TEXTO PARA LER ->
★ ★ ★ ★ ★

As mulheres trans são mulheres. Mesmo que toda esta turba vomite agora o seu ódio e tente apagar esta comunidade — a mais explorada e perseguida — se não os detivermos amanhã, não ficarão satisfeitos. Porque agora é sobre direitos trans, mas vão avançar até tentarem acabar com os direitos de toda a comunidade queer, e depois contra pessoas racializadas e migrantes, contra as feministas combativas e as mulheres trabalhadoras, contra a classe trabalhadora como um todo. Como demonstram com o seu racismo institucional e a mais rançosa islamofobia, tentando justificá-la com uma suposta libertação das mulheres muçulmanas.

É por isso que a organização e a resposta nas ruas são decisivas. Não demorou muito para que isso acontecesse. No dia 19 de abril tivemos grandes manifestações nas principais cidades do Reino Unido em defesa dos direitos das mulheres trans. Em Londres, milhares de pessoas, juntamente com ativistas, sindicatos e organizações queer, reuniram-se em torno do Parlamento para realizar uma marcha de emergência. Além disso, foram organizados diferentes protestos com milhares de pessoas nas ruas de cidades como Brighton, Manchester e Edimburgo.

★ ★ ★ ★ ★

AMOSTRA DE DADOS ->
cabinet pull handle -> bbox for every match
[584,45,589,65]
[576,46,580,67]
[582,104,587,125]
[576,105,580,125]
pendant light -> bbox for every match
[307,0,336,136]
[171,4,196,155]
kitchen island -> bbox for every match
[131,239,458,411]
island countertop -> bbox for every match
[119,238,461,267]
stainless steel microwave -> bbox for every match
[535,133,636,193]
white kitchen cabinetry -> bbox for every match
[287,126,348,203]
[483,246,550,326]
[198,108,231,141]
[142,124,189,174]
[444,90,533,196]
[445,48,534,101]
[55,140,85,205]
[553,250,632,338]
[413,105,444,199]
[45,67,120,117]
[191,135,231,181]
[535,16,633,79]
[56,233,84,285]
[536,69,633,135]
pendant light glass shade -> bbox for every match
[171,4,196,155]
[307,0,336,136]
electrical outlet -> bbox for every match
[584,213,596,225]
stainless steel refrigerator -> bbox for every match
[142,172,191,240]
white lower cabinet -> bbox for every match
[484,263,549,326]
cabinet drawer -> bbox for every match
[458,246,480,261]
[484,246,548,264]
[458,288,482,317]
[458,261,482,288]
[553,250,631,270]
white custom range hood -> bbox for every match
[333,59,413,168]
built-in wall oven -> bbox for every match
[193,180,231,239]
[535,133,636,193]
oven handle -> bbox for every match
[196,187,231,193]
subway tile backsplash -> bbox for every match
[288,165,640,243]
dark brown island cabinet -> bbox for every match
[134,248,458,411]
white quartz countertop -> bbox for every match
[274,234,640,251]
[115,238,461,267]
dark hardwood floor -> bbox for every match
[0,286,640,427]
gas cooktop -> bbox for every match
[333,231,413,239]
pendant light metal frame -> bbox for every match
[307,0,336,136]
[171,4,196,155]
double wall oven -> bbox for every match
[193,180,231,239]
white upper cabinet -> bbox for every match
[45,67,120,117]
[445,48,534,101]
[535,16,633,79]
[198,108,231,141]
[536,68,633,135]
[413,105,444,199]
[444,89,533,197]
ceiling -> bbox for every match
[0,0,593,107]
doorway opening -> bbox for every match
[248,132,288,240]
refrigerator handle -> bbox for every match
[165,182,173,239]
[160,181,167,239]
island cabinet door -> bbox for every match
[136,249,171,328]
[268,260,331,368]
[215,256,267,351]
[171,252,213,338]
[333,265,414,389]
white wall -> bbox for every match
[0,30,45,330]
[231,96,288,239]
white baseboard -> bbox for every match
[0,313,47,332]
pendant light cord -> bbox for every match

★ ★ ★ ★ ★

O QUE FAZER ->
- A) No texto sobre os direitos das mulheres trans, em que dia houve grandes manifestações nas principais cidades do Reino Unido?
- B) Prossiga o texto sobre os direitos das mulheres trans a partir da última frase apresentada.

RESPOSTAS ESPERADAS ->
- A) No dia 19 de abril.

- B)
Nenhuma definição legal ou decisão judicial pode abordar as condições materiais opressivas que as pessoas trans enfrentam. É por isso que esta luta deve ser travada com métodos e reivindicações de classe. A luta contra todas as formas de opressão, inclusive a enfrentada pelas pessoas trans, deve ser uma luta para transformar a sociedade. Só assim poderemos acabar com todos os horrores e a barbárie do capitalismo e criar um mundo livre de opressão e exploração, onde possamos ser o que somos.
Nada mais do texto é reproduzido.